● **Problem to work on**
Copy the listing below word for word, leaving out the pictures.

Saved entries
--

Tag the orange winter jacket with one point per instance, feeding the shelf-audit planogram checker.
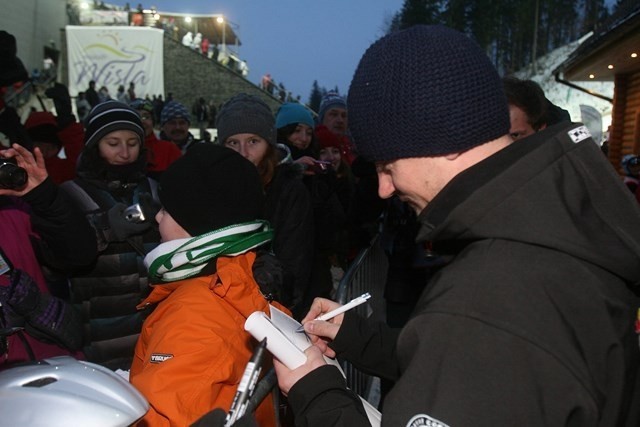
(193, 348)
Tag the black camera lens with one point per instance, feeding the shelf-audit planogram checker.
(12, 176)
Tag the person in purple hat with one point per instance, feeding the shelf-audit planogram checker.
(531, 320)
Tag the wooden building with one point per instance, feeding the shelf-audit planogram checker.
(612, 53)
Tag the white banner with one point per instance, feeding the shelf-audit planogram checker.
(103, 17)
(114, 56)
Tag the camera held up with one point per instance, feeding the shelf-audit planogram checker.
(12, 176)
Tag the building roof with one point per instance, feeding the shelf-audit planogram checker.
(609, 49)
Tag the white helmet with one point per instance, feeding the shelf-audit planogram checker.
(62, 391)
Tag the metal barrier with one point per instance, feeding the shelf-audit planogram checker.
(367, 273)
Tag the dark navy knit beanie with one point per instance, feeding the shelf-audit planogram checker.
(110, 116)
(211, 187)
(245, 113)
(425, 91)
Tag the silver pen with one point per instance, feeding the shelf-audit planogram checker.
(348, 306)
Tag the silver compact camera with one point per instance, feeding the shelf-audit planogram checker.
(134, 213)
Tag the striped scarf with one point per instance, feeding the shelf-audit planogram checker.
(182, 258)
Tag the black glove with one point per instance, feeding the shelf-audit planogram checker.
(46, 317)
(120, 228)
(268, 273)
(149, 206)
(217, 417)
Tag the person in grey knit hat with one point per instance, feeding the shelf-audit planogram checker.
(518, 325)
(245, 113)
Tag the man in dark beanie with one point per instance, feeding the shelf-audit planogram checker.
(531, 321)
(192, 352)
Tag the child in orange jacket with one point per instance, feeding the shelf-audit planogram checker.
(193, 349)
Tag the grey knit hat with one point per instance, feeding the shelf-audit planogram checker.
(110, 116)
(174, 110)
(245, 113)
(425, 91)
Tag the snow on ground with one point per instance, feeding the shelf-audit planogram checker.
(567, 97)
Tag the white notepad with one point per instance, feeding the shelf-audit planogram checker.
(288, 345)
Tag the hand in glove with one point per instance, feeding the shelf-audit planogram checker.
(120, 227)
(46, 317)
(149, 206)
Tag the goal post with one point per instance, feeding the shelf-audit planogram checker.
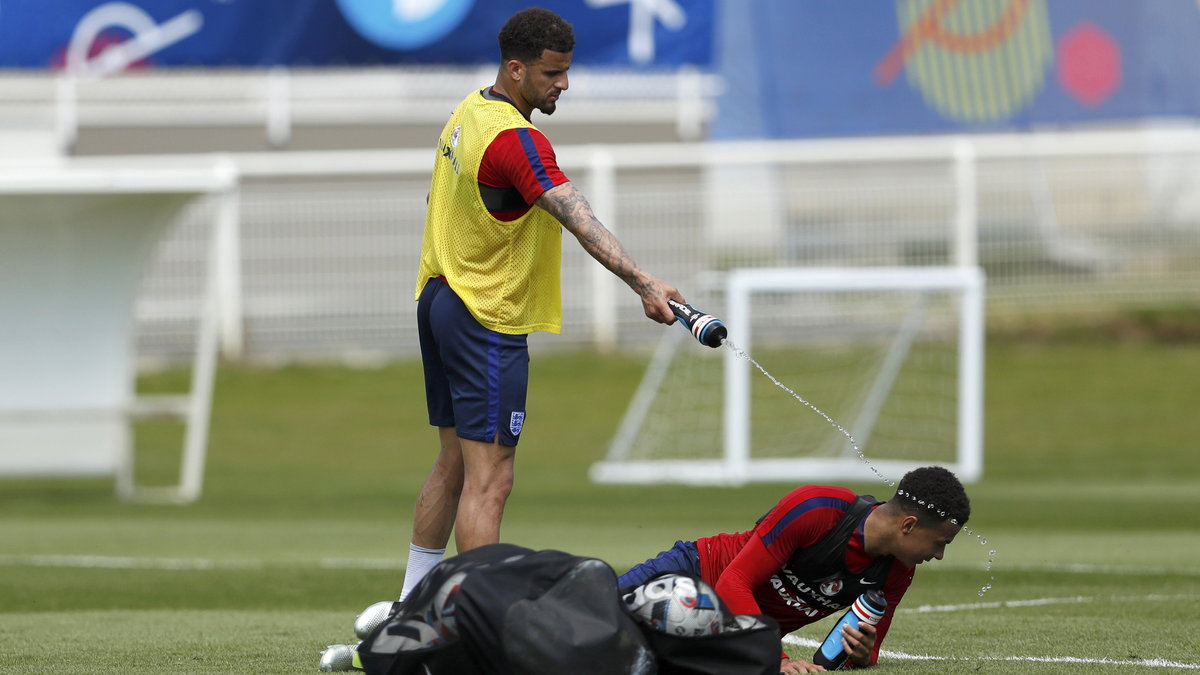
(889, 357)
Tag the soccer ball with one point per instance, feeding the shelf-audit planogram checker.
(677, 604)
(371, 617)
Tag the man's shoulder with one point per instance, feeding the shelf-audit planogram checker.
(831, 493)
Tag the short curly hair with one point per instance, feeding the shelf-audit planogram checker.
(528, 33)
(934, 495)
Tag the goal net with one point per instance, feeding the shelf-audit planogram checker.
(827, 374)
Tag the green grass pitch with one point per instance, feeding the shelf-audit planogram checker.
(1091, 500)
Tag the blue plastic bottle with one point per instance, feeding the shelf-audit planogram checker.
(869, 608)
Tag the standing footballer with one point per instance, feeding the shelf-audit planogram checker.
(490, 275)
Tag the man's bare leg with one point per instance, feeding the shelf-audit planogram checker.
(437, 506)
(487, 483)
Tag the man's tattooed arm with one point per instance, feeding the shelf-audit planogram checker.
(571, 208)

--

● **Solution to the exercise**
Tag the orange winter jacket with one point per instance, feeding the shelf-audit planogram checker.
(193, 348)
Tag the black camera lens with one point per instance, feeding the shelf-audit planogram checker.
(12, 176)
Tag the person in purple hat with one point per instance, feeding the shelf-audit planogram checker.
(531, 320)
Tag the wooden building with one point per instance, feeding the shelf-audit planogram checker.
(612, 53)
Tag the white banner with one point per instance, feeding the shelf-audit planogram checker.
(103, 17)
(114, 56)
Tag the camera held up with one point per instance, feeding the shelf-audit planogram checker.
(12, 176)
Tag the building roof with one point per instance, feeding the shelf-audit planogram checker.
(609, 49)
Tag the white helmet with one point per instance, feeding the shelf-audit planogram checker.
(62, 391)
Tag the metal barrier with one point per instance, feeding the shelf-audit planogram checker.
(367, 273)
Tag the dark navy knit beanie with one point per instance, feeding the shelf-audit planogram checker.
(110, 116)
(211, 187)
(245, 113)
(425, 91)
Tag the silver pen with one point per instance, feeding the shelf-audit planogram checker.
(348, 306)
Tag the silver compact camera with one point per instance, feeding the shelf-audit planogram checker.
(134, 213)
Tag the striped scarf with one point per instance, feeding the shelf-audit planogram checker.
(182, 258)
Tag the black glove with one point per instance, feeding the shelf-audit planogram checker.
(46, 317)
(120, 228)
(268, 273)
(149, 206)
(217, 417)
Tag the person in grey knit hat with one point per instance, feeding the shelf-audit planogram checker.
(518, 325)
(245, 113)
Tag the man in dark beanie with one point per instance, feeding the shelf-audit planogram checker.
(531, 321)
(192, 352)
Tag the child in orange jacket with one point per instance, feeding the shelf-audit planogram checker.
(193, 349)
Tag the grey knit hat with one point per instance, feeding the shelf-audit planogram checker.
(110, 116)
(174, 110)
(245, 113)
(425, 91)
Tag the snow on ground with one point per instance, feeding the shelf-audit planogram checker.
(567, 97)
Tag the white notepad with one point per instance, feeding the shelf-audit planogram checker.
(288, 345)
Tag the hand in glove with one point per instance, feeding the shelf-audit planogram checker.
(120, 227)
(46, 317)
(149, 206)
Tag the goal post with one point per instance, feeding the shelf-audit planogram checker.
(889, 357)
Tag the soccer ball with one point per instance, feeding the shelf-audit planogram checker.
(677, 604)
(371, 617)
Tag the man's shoulder with one point per instance, feeding the shelf-audit planogram checker.
(831, 493)
Tag the short curly hair with one point per instance, feeding the shelf-audit planogram checker.
(528, 33)
(934, 495)
Tag the goal net with one point per instance, feeding the shelf-audit planogram checker.
(827, 374)
Tag the green grass pitch with one point per instance, feeding the shelf-audit planogram checker.
(1091, 500)
Tag the blue plastic bottle with one point per instance, feeding the shelf-audit planogram checker.
(869, 608)
Tag the standing footballer with one point per instance, feeding the shelf-audit planogram checker.
(490, 275)
Tag the man's bare leg with one point per instance, feeding the shelf-audit planogram checker.
(437, 506)
(487, 483)
Tag the man's tattooed arm with one point per instance, feeding the shelf-audit planogram checker.
(571, 208)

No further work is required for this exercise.